** Talimatınız **
IP şebekeleri konulu alıntıdaki "Diğer bir protokol, İletim" ifadesinden "olarak kabul edilir." ifadesine kadar uzanan bölümü, iki ifade de dahil olmak üzere harfi harfine aktarın.

** Alıntı **
══════════════════════════════

Diğer bir protokol, İletim Kontrol Protokolü (Transmission Control Protocol, TCP), gelen paketleri sıraya dizer. IP, haberleşmeyi sağladığı iki uç donanım arasında devamlı bir bağlantı kurmaz ve bu nedenle bağlantısız protokol olarak adlandırılır. Internet içinde seyahat eden her bir paket, diğer paket veya veriler ile ilgisi bulunmayan bağımsız bir birim olarak kabul edilir.
IP şebekesine karşın geleneksel şebeke (Devre anahtarlamalı telefon şebekesi, PSTN): IP üzerinden ses ve IP şebekeleri ile devre anahtarlamalı geleneksel şebekeler arasındaki ana fark, bir donanımdan diğer donanıma bilgi alınmasındaki metot farkıdır. Geleneksel Kamu Anahtarlamalı Telefon Şebekesinde (PSTN) bir çağrı yapıldığında, iki donanım arasında fiziksel bir hat kurulur. IP üzerinden ses durumunda, donanım arasında tahsis edilmiş bir bağlantı yoktur. Bunun yerine konuşma bilgisi veya verisi (Analog konuşma sayısal konuşmaya çevrilir) kodlanır ve paketlere bölünür. Bir donanımdan diğer donanıma bu bilgi paket anahtarlamalı şebeke üzerinden iki donanım arasında devamlı bir bağlantı kurulmadan şebeke içindeki mümkün olan en hızlı yol üzerinden iletilir. Internet, paket veri şebekelerinde bilgiyi nakletmek için aynı metodu kullanır. Her çeşit veri (Doküman, resim, ses) paketlere bölünür ve şebeke boyunca gönderilir. Paketler gideceği yere vardığı zaman, yeniden sıralanarak birleştirilir.

══════════════════════════════

** Listelenen Kayıtlar **
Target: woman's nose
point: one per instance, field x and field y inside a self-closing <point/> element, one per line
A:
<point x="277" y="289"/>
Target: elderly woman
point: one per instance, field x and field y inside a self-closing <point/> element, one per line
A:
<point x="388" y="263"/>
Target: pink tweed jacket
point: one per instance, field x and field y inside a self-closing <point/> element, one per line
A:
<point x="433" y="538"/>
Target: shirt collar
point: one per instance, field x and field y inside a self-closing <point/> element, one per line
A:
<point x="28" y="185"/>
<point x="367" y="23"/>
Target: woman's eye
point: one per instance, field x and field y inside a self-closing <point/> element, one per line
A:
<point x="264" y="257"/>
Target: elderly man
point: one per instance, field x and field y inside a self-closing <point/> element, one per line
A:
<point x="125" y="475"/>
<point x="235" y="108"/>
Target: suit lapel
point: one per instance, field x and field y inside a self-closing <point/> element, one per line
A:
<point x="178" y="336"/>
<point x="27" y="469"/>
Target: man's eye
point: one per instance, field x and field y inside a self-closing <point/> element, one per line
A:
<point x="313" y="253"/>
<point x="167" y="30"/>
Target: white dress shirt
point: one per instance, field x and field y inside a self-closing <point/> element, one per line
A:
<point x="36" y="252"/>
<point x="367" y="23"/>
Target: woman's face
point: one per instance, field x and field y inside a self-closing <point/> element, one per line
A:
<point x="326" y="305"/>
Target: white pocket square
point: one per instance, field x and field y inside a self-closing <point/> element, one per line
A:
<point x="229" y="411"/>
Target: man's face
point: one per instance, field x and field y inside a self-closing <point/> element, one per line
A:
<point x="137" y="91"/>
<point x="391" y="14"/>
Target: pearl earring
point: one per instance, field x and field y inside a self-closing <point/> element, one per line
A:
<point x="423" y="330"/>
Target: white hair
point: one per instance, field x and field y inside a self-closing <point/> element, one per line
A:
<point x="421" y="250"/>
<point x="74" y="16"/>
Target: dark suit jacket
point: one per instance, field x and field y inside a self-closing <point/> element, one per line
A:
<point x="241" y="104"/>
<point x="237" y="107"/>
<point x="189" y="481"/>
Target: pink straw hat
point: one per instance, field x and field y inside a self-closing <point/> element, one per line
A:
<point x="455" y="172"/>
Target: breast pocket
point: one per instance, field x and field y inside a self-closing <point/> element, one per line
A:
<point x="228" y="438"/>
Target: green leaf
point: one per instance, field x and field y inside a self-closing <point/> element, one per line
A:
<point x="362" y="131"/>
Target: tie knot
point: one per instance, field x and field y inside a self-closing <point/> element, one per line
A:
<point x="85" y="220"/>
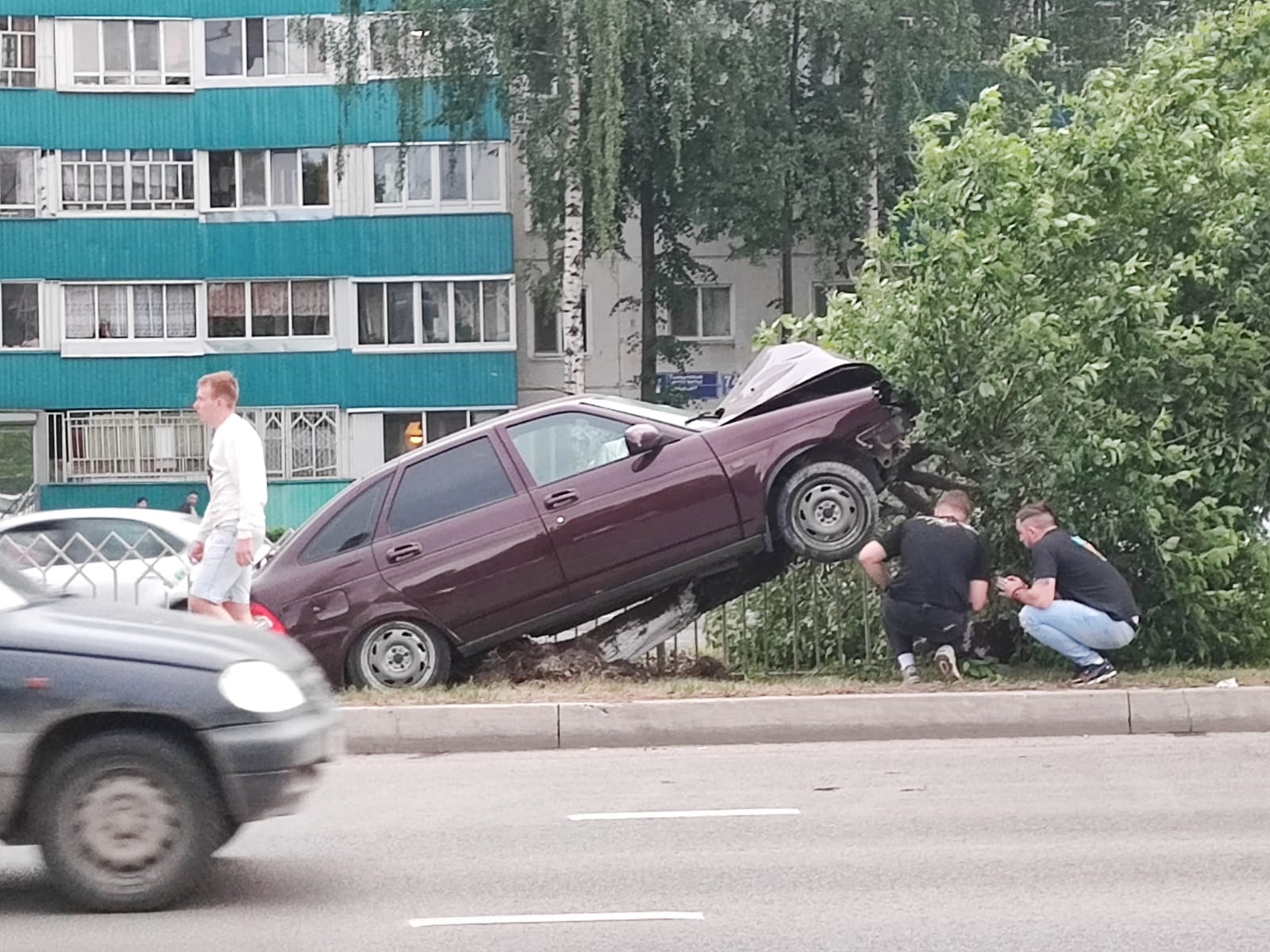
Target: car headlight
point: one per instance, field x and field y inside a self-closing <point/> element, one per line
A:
<point x="260" y="687"/>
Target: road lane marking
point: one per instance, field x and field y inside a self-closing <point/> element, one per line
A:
<point x="554" y="918"/>
<point x="687" y="814"/>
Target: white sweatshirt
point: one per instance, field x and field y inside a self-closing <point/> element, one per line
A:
<point x="235" y="469"/>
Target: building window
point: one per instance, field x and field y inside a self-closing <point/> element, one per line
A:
<point x="127" y="181"/>
<point x="270" y="179"/>
<point x="130" y="311"/>
<point x="821" y="292"/>
<point x="18" y="183"/>
<point x="17" y="52"/>
<point x="702" y="313"/>
<point x="444" y="177"/>
<point x="19" y="315"/>
<point x="404" y="432"/>
<point x="416" y="313"/>
<point x="133" y="54"/>
<point x="264" y="46"/>
<point x="545" y="317"/>
<point x="300" y="443"/>
<point x="268" y="309"/>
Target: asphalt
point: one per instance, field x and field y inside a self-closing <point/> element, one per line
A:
<point x="1028" y="844"/>
<point x="429" y="729"/>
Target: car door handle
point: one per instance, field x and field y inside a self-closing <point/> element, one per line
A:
<point x="403" y="554"/>
<point x="559" y="501"/>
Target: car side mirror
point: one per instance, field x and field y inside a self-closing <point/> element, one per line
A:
<point x="643" y="438"/>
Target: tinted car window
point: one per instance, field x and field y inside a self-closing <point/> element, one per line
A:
<point x="564" y="444"/>
<point x="352" y="527"/>
<point x="448" y="484"/>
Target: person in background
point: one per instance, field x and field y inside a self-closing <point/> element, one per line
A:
<point x="943" y="578"/>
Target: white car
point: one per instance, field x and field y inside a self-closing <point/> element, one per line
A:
<point x="137" y="556"/>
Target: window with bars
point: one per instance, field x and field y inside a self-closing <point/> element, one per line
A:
<point x="268" y="309"/>
<point x="144" y="444"/>
<point x="127" y="181"/>
<point x="277" y="178"/>
<point x="17" y="52"/>
<point x="413" y="313"/>
<point x="130" y="54"/>
<point x="129" y="311"/>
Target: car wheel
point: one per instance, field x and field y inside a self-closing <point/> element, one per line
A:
<point x="126" y="822"/>
<point x="826" y="511"/>
<point x="399" y="654"/>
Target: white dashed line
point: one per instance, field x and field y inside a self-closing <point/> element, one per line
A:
<point x="554" y="918"/>
<point x="689" y="814"/>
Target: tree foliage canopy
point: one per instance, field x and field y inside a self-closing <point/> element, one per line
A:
<point x="1081" y="305"/>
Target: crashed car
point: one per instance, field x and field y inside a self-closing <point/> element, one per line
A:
<point x="559" y="513"/>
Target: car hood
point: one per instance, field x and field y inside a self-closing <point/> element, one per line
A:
<point x="89" y="626"/>
<point x="787" y="370"/>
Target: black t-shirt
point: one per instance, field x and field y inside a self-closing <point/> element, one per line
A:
<point x="1083" y="574"/>
<point x="940" y="559"/>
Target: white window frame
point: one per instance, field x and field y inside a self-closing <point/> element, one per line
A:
<point x="289" y="78"/>
<point x="131" y="338"/>
<point x="12" y="42"/>
<point x="21" y="209"/>
<point x="183" y="207"/>
<point x="700" y="336"/>
<point x="539" y="353"/>
<point x="435" y="203"/>
<point x="450" y="344"/>
<point x="203" y="168"/>
<point x="248" y="314"/>
<point x="40" y="315"/>
<point x="67" y="74"/>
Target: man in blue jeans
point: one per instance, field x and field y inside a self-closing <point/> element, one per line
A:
<point x="1077" y="603"/>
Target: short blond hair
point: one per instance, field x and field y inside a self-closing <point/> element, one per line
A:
<point x="221" y="385"/>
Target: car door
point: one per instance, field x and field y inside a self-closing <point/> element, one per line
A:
<point x="464" y="543"/>
<point x="619" y="520"/>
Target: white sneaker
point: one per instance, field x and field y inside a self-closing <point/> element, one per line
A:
<point x="945" y="659"/>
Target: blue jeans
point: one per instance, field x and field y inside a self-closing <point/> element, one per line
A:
<point x="1075" y="630"/>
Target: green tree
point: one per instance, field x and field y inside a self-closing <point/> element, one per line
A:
<point x="1081" y="306"/>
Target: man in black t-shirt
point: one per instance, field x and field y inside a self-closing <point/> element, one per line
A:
<point x="1077" y="603"/>
<point x="943" y="578"/>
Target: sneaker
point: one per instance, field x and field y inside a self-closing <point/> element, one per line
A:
<point x="1094" y="674"/>
<point x="945" y="659"/>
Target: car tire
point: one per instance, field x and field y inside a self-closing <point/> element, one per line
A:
<point x="826" y="511"/>
<point x="126" y="820"/>
<point x="397" y="655"/>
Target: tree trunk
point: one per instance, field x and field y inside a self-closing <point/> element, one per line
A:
<point x="648" y="291"/>
<point x="571" y="274"/>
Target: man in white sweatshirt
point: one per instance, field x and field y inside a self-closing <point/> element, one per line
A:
<point x="233" y="526"/>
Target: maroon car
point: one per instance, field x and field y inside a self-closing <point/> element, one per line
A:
<point x="562" y="512"/>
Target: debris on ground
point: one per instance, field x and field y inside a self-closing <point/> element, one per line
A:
<point x="526" y="660"/>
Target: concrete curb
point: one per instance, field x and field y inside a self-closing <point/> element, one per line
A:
<point x="787" y="720"/>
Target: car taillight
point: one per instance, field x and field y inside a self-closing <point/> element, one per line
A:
<point x="267" y="620"/>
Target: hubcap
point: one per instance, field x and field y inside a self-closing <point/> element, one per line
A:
<point x="398" y="658"/>
<point x="126" y="823"/>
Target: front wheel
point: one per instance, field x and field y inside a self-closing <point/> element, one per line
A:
<point x="397" y="655"/>
<point x="126" y="822"/>
<point x="826" y="511"/>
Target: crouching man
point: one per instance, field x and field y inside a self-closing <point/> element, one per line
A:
<point x="1077" y="603"/>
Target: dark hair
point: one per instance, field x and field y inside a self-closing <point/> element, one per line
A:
<point x="1035" y="511"/>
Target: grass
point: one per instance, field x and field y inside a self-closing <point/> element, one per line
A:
<point x="882" y="681"/>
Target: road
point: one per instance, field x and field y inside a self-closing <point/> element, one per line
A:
<point x="1155" y="843"/>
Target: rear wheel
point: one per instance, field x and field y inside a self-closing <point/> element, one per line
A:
<point x="826" y="511"/>
<point x="397" y="655"/>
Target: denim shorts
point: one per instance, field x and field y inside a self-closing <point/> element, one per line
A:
<point x="219" y="578"/>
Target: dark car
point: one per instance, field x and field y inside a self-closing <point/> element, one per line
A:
<point x="562" y="512"/>
<point x="135" y="742"/>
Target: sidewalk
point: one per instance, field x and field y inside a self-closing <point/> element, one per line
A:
<point x="431" y="729"/>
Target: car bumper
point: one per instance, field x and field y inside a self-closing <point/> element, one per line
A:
<point x="268" y="768"/>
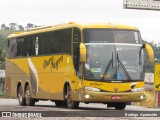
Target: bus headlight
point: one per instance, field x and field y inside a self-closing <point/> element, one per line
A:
<point x="137" y="90"/>
<point x="92" y="89"/>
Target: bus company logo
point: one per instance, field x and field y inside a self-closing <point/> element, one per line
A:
<point x="52" y="62"/>
<point x="116" y="89"/>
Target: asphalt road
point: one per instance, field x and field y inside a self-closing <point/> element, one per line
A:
<point x="85" y="111"/>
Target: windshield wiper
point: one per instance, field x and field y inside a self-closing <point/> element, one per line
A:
<point x="123" y="67"/>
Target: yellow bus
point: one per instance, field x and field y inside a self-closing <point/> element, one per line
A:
<point x="72" y="63"/>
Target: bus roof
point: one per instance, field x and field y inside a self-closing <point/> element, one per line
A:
<point x="70" y="24"/>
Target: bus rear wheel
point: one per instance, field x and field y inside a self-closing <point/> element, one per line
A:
<point x="29" y="100"/>
<point x="21" y="99"/>
<point x="120" y="106"/>
<point x="70" y="103"/>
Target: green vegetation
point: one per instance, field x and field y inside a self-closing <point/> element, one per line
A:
<point x="1" y="94"/>
<point x="13" y="27"/>
<point x="3" y="36"/>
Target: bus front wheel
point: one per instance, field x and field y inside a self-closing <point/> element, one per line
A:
<point x="70" y="102"/>
<point x="21" y="99"/>
<point x="29" y="100"/>
<point x="120" y="106"/>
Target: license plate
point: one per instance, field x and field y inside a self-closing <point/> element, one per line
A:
<point x="116" y="97"/>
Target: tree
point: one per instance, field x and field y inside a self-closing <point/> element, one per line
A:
<point x="21" y="27"/>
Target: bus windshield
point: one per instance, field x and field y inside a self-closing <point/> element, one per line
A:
<point x="113" y="58"/>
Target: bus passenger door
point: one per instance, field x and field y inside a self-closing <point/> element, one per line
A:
<point x="76" y="44"/>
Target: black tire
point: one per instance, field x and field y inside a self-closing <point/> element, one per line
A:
<point x="21" y="99"/>
<point x="120" y="106"/>
<point x="29" y="100"/>
<point x="70" y="103"/>
<point x="59" y="103"/>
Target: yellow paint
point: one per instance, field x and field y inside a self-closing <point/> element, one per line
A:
<point x="54" y="70"/>
<point x="157" y="77"/>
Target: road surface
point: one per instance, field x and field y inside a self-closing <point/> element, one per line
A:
<point x="85" y="111"/>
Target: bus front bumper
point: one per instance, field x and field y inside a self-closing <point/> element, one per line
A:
<point x="103" y="97"/>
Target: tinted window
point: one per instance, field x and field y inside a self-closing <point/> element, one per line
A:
<point x="98" y="36"/>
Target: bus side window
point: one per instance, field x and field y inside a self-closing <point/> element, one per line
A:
<point x="76" y="43"/>
<point x="11" y="48"/>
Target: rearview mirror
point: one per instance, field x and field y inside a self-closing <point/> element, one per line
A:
<point x="82" y="53"/>
<point x="149" y="52"/>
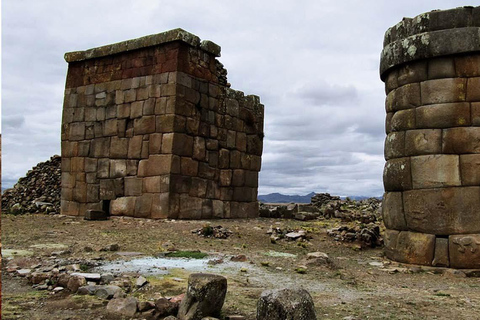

══════════════════════════════

** Tamamlanan Alıştırma **
Diğer bir protokol, İletim Kontrol Protokolü (Transmission Control Protocol, TCP), gelen paketleri sıraya dizer. IP, haberleşmeyi sağladığı iki uç donanım arasında devamlı bir bağlantı kurmaz ve bu nedenle bağlantısız protokol olarak adlandırılır. Internet içinde seyahat eden her bir paket, diğer paket veya veriler ile ilgisi bulunmayan bağımsız bir birim olarak kabul edilir.